> **PROBLEM STATEMENT**:
Only a slice of the listing below is wanted. Retype the lines from the one containing "Identify the person" through the one containing "Identify the gloved fingers", exactly, both ends included.

---------- THE RECORDS

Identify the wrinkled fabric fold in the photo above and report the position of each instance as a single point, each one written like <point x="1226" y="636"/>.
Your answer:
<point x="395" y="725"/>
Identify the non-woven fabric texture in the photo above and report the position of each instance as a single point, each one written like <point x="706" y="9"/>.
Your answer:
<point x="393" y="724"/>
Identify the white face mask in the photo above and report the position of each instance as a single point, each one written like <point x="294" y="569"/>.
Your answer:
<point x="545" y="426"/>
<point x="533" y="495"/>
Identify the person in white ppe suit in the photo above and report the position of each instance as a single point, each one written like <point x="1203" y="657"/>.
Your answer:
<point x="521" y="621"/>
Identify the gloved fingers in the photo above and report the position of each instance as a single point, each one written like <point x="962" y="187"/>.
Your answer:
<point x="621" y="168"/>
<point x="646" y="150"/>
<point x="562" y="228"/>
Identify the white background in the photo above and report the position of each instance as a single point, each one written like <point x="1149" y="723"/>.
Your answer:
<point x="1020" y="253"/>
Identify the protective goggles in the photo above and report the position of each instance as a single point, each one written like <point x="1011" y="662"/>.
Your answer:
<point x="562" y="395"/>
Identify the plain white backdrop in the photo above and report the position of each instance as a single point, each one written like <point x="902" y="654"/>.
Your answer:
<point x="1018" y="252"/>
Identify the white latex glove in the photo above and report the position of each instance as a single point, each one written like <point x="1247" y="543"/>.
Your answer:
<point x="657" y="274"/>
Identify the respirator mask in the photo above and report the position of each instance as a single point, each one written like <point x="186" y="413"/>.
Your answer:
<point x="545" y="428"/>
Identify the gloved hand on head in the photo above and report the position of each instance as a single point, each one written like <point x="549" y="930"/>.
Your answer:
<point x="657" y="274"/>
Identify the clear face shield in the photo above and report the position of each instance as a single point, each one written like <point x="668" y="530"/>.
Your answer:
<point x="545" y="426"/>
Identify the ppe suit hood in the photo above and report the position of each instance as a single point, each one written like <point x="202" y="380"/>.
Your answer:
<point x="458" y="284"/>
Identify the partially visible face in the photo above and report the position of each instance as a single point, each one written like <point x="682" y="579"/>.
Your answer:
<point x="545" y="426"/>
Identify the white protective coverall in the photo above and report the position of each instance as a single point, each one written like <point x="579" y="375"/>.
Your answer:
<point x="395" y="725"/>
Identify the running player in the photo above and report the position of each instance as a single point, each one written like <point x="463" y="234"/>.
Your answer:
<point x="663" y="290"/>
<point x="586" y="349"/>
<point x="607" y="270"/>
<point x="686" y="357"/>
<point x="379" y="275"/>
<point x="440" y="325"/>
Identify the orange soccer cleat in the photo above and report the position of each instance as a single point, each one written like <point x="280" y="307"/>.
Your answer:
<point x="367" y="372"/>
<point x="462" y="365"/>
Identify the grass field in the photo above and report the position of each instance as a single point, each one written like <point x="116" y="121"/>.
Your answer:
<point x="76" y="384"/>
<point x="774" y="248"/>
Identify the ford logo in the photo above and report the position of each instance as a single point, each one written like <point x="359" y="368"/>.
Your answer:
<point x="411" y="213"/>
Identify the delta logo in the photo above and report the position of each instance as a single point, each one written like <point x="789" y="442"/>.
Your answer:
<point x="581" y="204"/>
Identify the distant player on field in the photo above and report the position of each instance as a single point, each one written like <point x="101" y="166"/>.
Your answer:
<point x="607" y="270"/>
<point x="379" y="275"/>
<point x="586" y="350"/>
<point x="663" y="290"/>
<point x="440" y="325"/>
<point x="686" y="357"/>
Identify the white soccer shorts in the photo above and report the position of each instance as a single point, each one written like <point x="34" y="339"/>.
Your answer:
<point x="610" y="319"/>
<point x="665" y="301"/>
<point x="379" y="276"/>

--------------------

> **EXPECTED OUTPUT**:
Identify the person in white ppe suit in the photo above and report the position of each instance as a single point, each one written like <point x="1203" y="657"/>.
Your answer:
<point x="521" y="621"/>
Identify the gloved fingers in the photo above and report the position of each instance as a single point, each one written like <point x="962" y="187"/>.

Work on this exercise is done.